TASKS TO PERFORM
[a] In the forum discussion on gender roles, reproduce the passage starting at "I think it isn't" and ending at "of an issue?".
[b] In the forum discussion on gender roles, what does the post quoted from sgman91 describe as largely a byproduct of the breaking down of gender roles?

SOURCE DOCUMENT
···
I think it isn't too unrelated to add to this discussion I've been wondering to myself for a while, would transgender people exist if we didn't have gender roles? Most transgenders arn't directly concerned with have a dick or a vagina, (at least from what I have seen) it's more down to how they look outwardly and act, and what they get to do. I hear from most of the MtF transpeople on this forum that they want to be "treated like a girl" and always wanted to do girls things when they were younger. If there wasnt an established girl things to do, or girl way to be treated or girls have to wear make-up etc would this be as common of an issue?
[editline]21st June 2013[/editline]
[QUOTE=sgman91;41123626]From a purely practical point of view gender roles are more efficient in society. The breaking apart of the family in modern times is by and large a byproduct of the breaking down of gender roles.[/QUOTE]
Would you care to expand on that statement please? "The breaking apart of the family"? and how is it caused by breaking down gender roles.
[QUOTE=BANNED USER;41131313]Specifically talking gender roles in the sense that there are boy colors and girl colors. There's boy things, and then there's girl things. Most gender roles come about with early child development and how the parents view how their children should grow up. That's when you take into account parents who switch the gender roles occasionally to build character and understanding of positions. [B]I've known a few dads who taught their daughters how to change car parts and things and moms who teach their sons how to cook and things like that. [/B]
To be honest, I'd just let my kids choose what they think they're interested in, and see if they'll commit and pursue that passion. Until your child locks in what they enjoy and like, you get an idea of how their personality will develop along with their skills in whatever it may be: sports, science, cars, etc. Doesn't matter, if my son wants to be the best damn Ballerina ever, then by the spaghetti monster, I'm gonna see him through it.
···
(Rows from a pointing dataset)
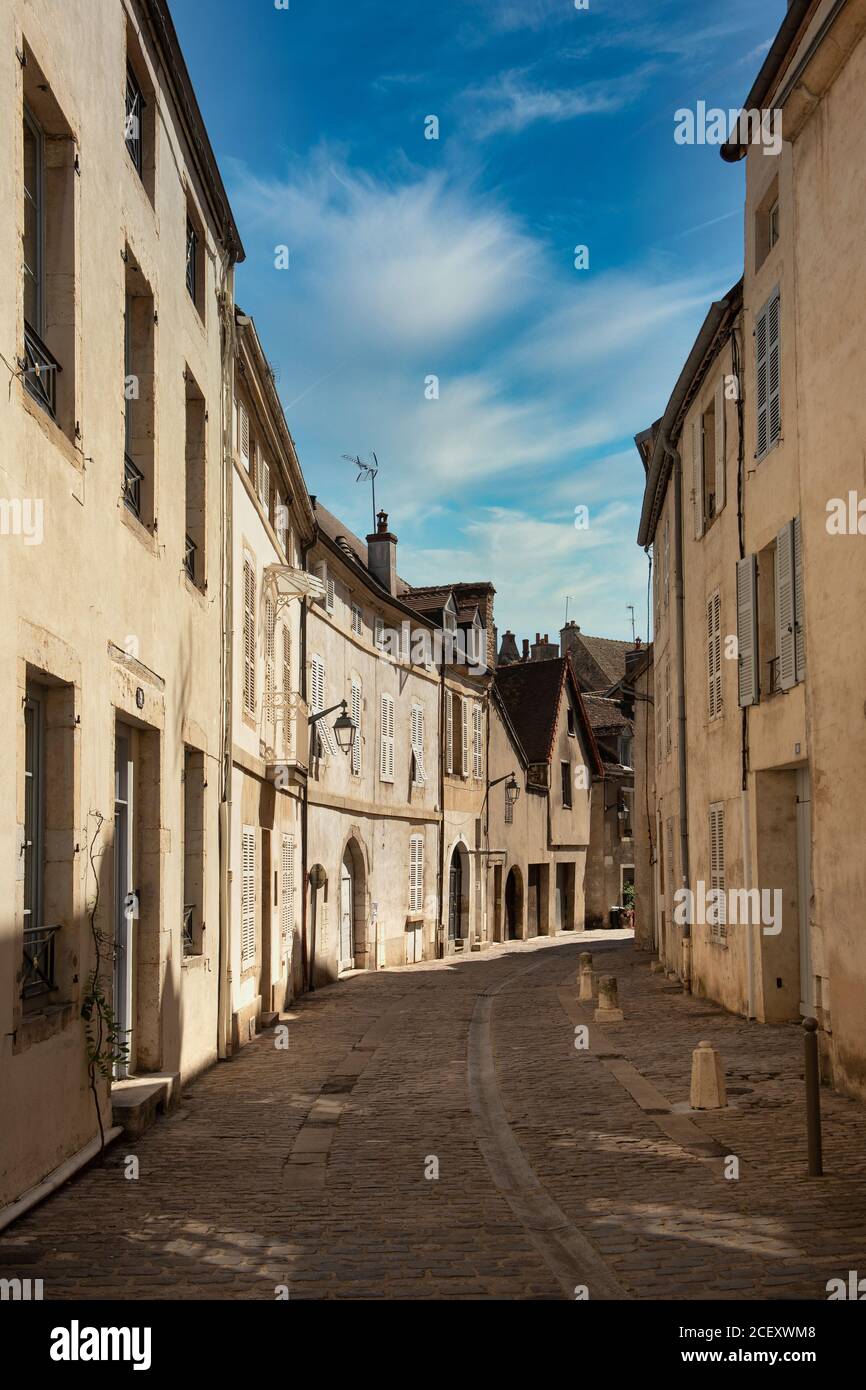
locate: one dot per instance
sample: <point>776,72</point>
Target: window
<point>713,655</point>
<point>477,742</point>
<point>768,375</point>
<point>565,769</point>
<point>288,742</point>
<point>790,616</point>
<point>132,129</point>
<point>248,897</point>
<point>139,395</point>
<point>667,719</point>
<point>387,738</point>
<point>195,533</point>
<point>419,774</point>
<point>193,851</point>
<point>287,895</point>
<point>717,929</point>
<point>416,873</point>
<point>249,635</point>
<point>49,260</point>
<point>356,720</point>
<point>317,704</point>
···
FULL ANSWERS
[a]
I think it isn't too unrelated to add to this discussion I've been wondering to myself for a while, would transgender people exist if we didn't have gender roles? Most transgenders arn't directly concerned with have a dick or a vagina, (at least from what I have seen) it's more down to how they look outwardly and act, and what they get to do. I hear from most of the MtF transpeople on this forum that they want to be "treated like a girl" and always wanted to do girls things when they were younger. If there wasnt an established girl things to do, or girl way to be treated or girls have to wear make-up etc would this be as common of an issue?

[b] The breaking apart of the family in modern times.